▸ Text excerpt
----

The government might prosecute taxpayers who have violated tax laws, whether knowingly or unknowingly. Nevertheless, such taxpayers can evade prosecution by reporting their previous tax violations to the IRS using the Voluntary Disclosure Program.
Although there is no guarantee that the Internal Revenue Service (IRS) will not refer a taxpayer to the Department of Justice for criminal prosecution, making a Voluntary Disclosure can help avoid it. The IRS has a longstanding policy of not referring for prosecution those who make a complete disclosure of their wrongdoing. Once taxpayers are accepted into the voluntary disclosure program, they must fully cooperate with the IRS while it reviews their case. This can make a significant difference in whether or not the taxpayer will be charged with criminal offenses for failing to comply.
For a free review of your tax case with our IRS Voluntary Disclosure Program lawyers, call McCormick Tax Law today at (888) 973-3503.
Understanding the IRS Voluntary Disclosure Program
IRS Criminal Investigation (CI) has a practice known as the Voluntary Disclosure Program. When deciding whether or not to recommend criminal prosecution, timely, accurate, and complete voluntary disclosures are taken into account by CI. To this end, our attorneys for the IRS Voluntary Disclosure Program can help you prepare documentation and your explanations to help avoid serious penalties. However, making a voluntary disclosure does not guarantee immunity from prosecution. Nevertheless, it might result in the recommendation not to prosecute.
Voluntary disclosure refers to the act of truthfully, promptly, and comprehensively disclosing your tax information to CI through the designated channels. It also entails collaborating with the IRS in determining your accurate tax liability and making sincere efforts to pay the full amount of tax, interest, and any relevant penalties you owe.
To ensure timely disclosure, it is important that the IRS receive the necessary information before commencing a civil examination or criminal investigation. It is also important that the IRS receive the information directly from you and not from a third party such as an informant or another governmental agency. If the IRS receives information related to your noncompliance from a criminal enforcement action, such as a search warrant or grand jury subpoena, it is also considered timely disclosure.

----

▸ Supplied entries
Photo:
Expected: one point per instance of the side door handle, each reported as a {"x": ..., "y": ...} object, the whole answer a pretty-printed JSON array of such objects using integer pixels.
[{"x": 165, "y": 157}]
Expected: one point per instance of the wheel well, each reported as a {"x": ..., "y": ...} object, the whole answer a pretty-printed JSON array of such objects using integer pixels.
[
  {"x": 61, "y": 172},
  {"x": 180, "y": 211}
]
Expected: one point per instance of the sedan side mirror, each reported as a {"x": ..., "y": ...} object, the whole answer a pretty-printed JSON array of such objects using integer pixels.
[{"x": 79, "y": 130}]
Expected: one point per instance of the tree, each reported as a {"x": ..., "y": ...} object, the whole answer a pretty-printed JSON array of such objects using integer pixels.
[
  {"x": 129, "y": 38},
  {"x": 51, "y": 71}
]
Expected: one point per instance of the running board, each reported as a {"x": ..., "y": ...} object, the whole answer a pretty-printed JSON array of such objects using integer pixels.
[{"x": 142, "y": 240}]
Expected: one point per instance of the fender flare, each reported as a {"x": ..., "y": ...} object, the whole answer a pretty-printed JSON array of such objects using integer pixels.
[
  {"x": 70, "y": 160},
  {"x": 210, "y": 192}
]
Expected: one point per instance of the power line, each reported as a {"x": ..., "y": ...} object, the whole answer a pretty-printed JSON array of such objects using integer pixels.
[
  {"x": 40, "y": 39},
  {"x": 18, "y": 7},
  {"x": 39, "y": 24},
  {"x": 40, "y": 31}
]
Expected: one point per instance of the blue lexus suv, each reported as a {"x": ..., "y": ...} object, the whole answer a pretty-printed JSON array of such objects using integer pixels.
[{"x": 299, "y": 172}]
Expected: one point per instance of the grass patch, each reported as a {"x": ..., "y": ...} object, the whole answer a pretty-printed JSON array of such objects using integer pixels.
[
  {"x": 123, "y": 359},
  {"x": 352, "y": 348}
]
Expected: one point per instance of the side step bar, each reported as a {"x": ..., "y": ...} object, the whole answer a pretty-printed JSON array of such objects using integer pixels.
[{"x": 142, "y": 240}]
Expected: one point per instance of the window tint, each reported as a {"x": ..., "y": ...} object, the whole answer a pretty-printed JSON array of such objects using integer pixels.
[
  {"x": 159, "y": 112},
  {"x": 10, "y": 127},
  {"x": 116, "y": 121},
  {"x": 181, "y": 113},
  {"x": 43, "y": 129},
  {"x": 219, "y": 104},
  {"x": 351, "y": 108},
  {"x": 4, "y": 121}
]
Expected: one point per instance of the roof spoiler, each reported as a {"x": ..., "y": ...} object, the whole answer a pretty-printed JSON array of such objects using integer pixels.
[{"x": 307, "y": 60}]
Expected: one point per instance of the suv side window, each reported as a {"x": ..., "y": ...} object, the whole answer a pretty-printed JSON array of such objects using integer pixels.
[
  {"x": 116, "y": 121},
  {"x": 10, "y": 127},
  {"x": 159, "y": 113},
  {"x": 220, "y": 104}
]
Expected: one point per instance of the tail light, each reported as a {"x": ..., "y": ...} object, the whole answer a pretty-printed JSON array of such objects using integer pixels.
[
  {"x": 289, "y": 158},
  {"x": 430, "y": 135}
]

----

▸ What is needed
Continue the text on the IRS Voluntary Disclosure Program from its last sentence.

▸ Result
When You Should Apply for the IRS Voluntary Disclosure Program
The voluntary self-disclosure process depends on the timing of the disclosure. In order for the disclosure to be considered voluntary, it must be made to the IRS before any imminent threat of disclosure or government investigation, as stated in the US Sentencing Guidelines. Additionally, the disclosure must be made before the criminal misconduct becomes publicly known or is otherwise discovered by the government.
If the misconduct was previously disclosed to the IRS or another regulatory authority, the disclosure to the IRS must be made within 15 days of the prior disclosure unless a valid reason can be shown for the delay. It is the responsibility of the applicant to demonstrate the timeliness of their disclosure.
Parties are also required to disclose misconduct before any government investigation, inquiry, or enforcement action takes place. This approach shows the party’s willingness to cooperate with authorities and address non-compliance issues in a timely manner. It is highly recommended that applicants act quickly upon discovering any misconduct, as delays might result in the loss of benefits provided under the policy.
Who Can Apply for the IRS Voluntary Disclosure Program
The Voluntary Disclosure Program is an option for those who have violated tax or tax-related laws knowingly and are at risk of criminal prosecution. Individuals who participate in the program are seeking protection from potential criminal charges. Taxpayers who have made unintentional errors should explore other alternatives, such as filing amended or overdue returns, rather than this program.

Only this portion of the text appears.